Alright, I will give all your answers, but a disclaimer - ( most of these answers are from a higher concept of perspective or consciousness ) You may now ask me - how did you get all this answers and what's the proof for their validity. For this you can try to go deeper within yourself to find the answers. Start meditation and you will eventually find the real YOU. We have created a notion that we need proof for everything that ever existed. NO! The proof which you supply or take is from your point of consciousness and even if I did give proof, from what state of mind would you understand it? There is the only truth and that is to be experienced. There is no up to it, down to it. Neither proof nor disproof.

  1. You see, consciousness is the fundamental reality the ever existed and will exist. Why does it exist? because it cannot un-exist. As funny as it may sound. Nothingness cannot exist. Even today 90% of the population cannot get their head around because they have been conditioned so much by society and science. Science is you finding your own nature. We as humans are always thought to believe that we are from someplace else and magically existed here on earth and milky way galaxy (And we have to figure ourselves out) Nope. We are nature, and a product of it. Our nature is not understood by going into the galaxies and finding science of objects. Our own nature is understood by going deeper within. Now, coming back to my point. Existence is eternal. It takes a lot of consciousness and perspective to understand this. You see, Nothingness and existence make the perfect symmetry (Like good and bad, up and down) - One cannot exist without the other and this is fundamental reality. Existence is consciousness and consciousness is Life. Life is consciousness experiencing itself.

▬▬▬

- Stated problem 1 -
Answer these questions using the passage on consciousness:
(a) What does the passage tell the reader to start in order to eventually find the real "YOU"?
(b) What percentage of the population does the passage say cannot get their head around it?
(c) Which two things does the passage say make the perfect symmetry?
- Stated problem 2 -
Quote the passage on consciousness between "Alright, I will" and "proof nor disproof.", inclusive.

- Provided information -
▬▬▬

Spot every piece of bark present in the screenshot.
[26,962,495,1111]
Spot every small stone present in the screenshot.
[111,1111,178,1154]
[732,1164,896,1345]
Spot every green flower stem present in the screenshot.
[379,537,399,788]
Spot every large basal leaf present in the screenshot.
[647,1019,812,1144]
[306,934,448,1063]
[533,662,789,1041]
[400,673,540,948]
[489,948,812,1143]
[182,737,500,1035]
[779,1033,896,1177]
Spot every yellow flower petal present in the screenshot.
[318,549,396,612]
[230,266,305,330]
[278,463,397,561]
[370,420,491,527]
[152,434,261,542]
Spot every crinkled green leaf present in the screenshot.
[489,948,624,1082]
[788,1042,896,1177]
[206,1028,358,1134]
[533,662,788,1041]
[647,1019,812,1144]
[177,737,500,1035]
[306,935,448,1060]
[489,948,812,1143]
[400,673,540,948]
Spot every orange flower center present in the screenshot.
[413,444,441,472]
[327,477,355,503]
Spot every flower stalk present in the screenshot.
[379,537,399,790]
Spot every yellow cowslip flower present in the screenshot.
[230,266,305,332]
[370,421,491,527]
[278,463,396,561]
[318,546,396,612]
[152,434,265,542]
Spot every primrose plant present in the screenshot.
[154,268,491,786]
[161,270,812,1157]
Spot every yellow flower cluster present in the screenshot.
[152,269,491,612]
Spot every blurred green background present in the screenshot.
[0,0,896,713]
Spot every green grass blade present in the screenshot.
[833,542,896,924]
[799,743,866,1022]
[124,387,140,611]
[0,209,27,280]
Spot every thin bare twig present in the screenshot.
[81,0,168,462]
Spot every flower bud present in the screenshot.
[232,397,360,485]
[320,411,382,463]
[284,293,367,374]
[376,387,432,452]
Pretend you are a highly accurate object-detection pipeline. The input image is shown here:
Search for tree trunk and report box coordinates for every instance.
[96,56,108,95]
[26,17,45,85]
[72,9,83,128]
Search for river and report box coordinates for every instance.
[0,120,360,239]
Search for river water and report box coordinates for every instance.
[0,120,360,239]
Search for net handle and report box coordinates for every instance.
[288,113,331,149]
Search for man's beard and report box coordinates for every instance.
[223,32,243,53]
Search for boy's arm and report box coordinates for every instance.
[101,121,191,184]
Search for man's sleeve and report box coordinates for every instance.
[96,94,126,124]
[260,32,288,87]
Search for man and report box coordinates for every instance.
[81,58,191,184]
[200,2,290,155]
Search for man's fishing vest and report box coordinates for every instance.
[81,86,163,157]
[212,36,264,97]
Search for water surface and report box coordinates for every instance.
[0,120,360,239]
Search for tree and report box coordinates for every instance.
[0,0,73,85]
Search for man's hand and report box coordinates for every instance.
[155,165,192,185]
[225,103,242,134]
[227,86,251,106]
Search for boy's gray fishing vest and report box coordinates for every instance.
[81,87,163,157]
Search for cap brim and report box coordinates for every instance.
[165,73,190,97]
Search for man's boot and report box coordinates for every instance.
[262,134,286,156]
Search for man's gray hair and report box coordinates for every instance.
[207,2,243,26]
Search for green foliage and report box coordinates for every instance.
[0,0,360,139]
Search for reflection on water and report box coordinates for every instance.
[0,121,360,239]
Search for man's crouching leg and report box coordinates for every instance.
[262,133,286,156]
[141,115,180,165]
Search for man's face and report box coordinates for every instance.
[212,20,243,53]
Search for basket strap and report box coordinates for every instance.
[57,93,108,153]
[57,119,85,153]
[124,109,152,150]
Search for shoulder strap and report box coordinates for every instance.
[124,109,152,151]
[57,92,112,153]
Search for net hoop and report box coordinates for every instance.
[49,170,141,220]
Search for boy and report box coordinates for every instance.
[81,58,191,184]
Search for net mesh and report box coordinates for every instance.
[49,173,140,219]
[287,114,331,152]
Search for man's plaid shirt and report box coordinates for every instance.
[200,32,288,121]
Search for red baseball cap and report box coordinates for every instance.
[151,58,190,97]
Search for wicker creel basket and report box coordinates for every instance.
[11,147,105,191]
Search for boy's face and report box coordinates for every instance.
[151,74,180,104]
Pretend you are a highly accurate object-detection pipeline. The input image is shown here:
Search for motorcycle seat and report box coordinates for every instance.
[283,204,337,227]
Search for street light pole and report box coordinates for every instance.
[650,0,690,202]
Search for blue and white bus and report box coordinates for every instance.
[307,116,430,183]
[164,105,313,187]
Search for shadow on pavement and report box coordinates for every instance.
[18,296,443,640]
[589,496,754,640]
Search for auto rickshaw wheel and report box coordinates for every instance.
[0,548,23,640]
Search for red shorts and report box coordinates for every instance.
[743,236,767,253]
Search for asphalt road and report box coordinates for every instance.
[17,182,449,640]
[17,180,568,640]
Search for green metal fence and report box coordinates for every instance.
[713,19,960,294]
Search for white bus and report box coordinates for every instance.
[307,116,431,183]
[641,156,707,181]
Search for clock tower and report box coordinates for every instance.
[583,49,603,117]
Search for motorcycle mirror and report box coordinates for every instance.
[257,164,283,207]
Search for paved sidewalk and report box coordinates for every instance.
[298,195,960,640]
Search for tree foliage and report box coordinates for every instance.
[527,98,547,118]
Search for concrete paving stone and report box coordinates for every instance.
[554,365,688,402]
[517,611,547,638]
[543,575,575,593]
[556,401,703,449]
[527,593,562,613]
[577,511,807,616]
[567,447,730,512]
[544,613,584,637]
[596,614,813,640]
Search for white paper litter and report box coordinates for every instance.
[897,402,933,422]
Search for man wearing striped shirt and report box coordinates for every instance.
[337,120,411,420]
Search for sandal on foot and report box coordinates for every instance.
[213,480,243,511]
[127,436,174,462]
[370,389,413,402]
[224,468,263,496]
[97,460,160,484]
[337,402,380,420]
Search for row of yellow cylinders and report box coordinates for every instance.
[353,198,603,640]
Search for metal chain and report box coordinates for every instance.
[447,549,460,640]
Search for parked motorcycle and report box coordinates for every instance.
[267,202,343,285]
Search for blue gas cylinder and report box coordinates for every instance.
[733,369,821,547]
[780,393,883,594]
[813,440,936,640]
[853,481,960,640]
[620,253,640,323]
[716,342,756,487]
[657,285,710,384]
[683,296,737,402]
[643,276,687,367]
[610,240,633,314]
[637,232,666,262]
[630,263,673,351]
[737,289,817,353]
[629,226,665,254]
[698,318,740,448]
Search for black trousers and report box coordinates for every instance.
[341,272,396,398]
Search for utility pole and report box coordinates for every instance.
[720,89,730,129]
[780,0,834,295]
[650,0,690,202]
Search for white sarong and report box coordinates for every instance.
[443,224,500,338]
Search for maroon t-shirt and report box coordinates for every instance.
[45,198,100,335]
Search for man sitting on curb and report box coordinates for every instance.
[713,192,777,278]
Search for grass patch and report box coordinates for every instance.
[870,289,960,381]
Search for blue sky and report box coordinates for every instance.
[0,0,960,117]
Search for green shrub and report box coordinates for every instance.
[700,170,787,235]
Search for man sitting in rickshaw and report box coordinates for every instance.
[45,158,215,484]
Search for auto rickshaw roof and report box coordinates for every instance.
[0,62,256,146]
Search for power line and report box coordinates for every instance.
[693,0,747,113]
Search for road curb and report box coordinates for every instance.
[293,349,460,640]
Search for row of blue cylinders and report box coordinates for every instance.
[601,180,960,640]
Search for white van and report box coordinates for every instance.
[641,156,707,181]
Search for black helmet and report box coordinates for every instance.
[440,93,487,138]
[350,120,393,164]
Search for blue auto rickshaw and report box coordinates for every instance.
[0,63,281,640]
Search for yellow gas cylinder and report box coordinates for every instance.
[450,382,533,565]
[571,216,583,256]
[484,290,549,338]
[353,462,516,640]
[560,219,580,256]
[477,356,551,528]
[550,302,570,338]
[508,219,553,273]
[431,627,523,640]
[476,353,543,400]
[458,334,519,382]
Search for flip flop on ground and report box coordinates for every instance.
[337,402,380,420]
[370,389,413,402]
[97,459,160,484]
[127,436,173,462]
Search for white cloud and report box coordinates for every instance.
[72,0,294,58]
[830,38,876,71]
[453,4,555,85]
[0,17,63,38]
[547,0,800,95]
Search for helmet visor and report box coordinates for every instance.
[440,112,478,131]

▬▬▬

- Final result 1 -
(a) Meditation.
(b) 90%.
(c) Nothingness and existence.

- Final result 2 -
Alright, I will give all your answers, but a disclaimer - ( most of these answers are from a higher concept of perspective or consciousness ) You may now ask me - how did you get all this answers and what's the proof for their validity. For this you can try to go deeper within yourself to find the answers. Start meditation and you will eventually find the real YOU. We have created a notion that we need proof for everything that ever existed. NO! The proof which you supply or take is from your point of consciousness and even if I did give proof, from what state of mind would you understand it? There is the only truth and that is to be experienced. There is no up to it, down to it. Neither proof nor disproof.